EXTRACTED ENTRIES:
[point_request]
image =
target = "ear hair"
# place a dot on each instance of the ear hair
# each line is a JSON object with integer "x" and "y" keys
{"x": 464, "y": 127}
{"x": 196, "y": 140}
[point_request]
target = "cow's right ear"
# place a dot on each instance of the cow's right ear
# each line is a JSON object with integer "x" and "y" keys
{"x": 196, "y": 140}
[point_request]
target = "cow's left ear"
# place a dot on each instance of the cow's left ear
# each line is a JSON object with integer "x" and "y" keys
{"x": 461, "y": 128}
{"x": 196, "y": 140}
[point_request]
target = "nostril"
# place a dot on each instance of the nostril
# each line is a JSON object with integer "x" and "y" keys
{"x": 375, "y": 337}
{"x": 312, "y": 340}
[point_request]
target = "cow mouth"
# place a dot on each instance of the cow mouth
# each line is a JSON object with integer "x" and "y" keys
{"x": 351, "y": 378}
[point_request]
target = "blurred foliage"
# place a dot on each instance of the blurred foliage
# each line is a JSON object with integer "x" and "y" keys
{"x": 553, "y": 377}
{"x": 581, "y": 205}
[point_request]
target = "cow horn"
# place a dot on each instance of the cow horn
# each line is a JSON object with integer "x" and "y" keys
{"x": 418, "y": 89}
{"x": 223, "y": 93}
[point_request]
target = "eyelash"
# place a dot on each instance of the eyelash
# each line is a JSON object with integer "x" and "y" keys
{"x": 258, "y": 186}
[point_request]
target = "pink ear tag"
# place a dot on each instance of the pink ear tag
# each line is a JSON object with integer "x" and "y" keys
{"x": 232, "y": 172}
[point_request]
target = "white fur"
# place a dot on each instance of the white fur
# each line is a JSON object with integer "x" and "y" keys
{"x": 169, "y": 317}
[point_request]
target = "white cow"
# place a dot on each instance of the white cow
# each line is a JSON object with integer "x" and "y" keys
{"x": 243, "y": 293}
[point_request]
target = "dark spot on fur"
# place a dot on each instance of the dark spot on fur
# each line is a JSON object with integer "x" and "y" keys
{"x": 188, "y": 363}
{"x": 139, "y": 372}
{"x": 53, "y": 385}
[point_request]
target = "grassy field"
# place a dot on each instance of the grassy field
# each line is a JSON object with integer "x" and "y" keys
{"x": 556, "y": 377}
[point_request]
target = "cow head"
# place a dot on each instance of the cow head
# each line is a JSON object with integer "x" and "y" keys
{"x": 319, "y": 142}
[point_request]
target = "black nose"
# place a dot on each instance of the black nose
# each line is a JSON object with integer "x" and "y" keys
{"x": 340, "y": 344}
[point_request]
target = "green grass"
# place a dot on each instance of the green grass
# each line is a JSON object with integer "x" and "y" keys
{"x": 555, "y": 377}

REQUIRED TASK:
The records above should be restated word for word, please.

FINAL ANSWER:
[point_request]
image =
target = "ear hair"
# place a dot on each instance of the ear hair
# each line is a JSON object with integer "x" and "y" keys
{"x": 464, "y": 127}
{"x": 196, "y": 140}
[point_request]
target = "cow's right ear"
# place a dot on each instance of the cow's right ear
# each line is a JSON object with integer "x" and "y" keys
{"x": 196, "y": 140}
[point_request]
target = "cow's left ear"
# place a dot on each instance of the cow's left ear
# each line is a JSON object with integer "x" and "y" keys
{"x": 461, "y": 128}
{"x": 196, "y": 140}
[point_request]
target = "nostril"
# place a dot on each instance of the nostril
# each line is a JSON object with integer "x" and "y" keys
{"x": 375, "y": 337}
{"x": 312, "y": 340}
[point_request]
target = "cow mouth"
# place a dot on each instance of the cow mouth
# each line is a JSON object with integer "x" and "y" keys
{"x": 351, "y": 378}
[point_request]
target = "blurred foliage"
# place a dot on each instance of the blurred foliage
# each line is a JSON object with integer "x" and "y" keys
{"x": 553, "y": 377}
{"x": 581, "y": 205}
[point_request]
target = "cow horn"
# place a dot on each instance of the cow horn
# each line is a JSON object with integer "x" and "y" keys
{"x": 418, "y": 89}
{"x": 223, "y": 93}
[point_request]
target = "eyelash"
# place a dot on each instance of the eyelash
# each line is a JSON object with integer "x" and "y" keys
{"x": 258, "y": 186}
[point_request]
target = "pink ear tag"
# place a dot on each instance of the pink ear tag
# each line is a JSON object with integer "x" and "y" keys
{"x": 232, "y": 172}
[point_request]
target = "white fur"
# place a dot on each instance of the white fur
# each line is a JSON object with integer "x" and "y" keys
{"x": 169, "y": 317}
[point_request]
target = "white cow"
# place a dot on each instance of the white cow
# each line is a JSON object with integer "x" and "y" keys
{"x": 243, "y": 293}
[point_request]
target = "dark spot on fur"
# place a dot on each instance of the dark spot on fur
# each line is a JSON object with integer "x" and "y" keys
{"x": 188, "y": 363}
{"x": 139, "y": 372}
{"x": 53, "y": 385}
[point_request]
target = "grassy field"
# place a dot on each instance of the grassy field
# each line is a JSON object with integer "x" and "y" keys
{"x": 556, "y": 377}
[point_request]
target = "cow head"
# place a dot on each instance of the cow head
# each line is a JSON object with integer "x" and "y" keys
{"x": 319, "y": 142}
[point_request]
target = "black nose"
# place a dot on each instance of the black nose
# each line is a JSON object with integer "x" and "y" keys
{"x": 340, "y": 344}
[point_request]
target = "green grass"
# place a dot on each instance of the green grass
# each line is a JSON object with integer "x" and "y" keys
{"x": 555, "y": 377}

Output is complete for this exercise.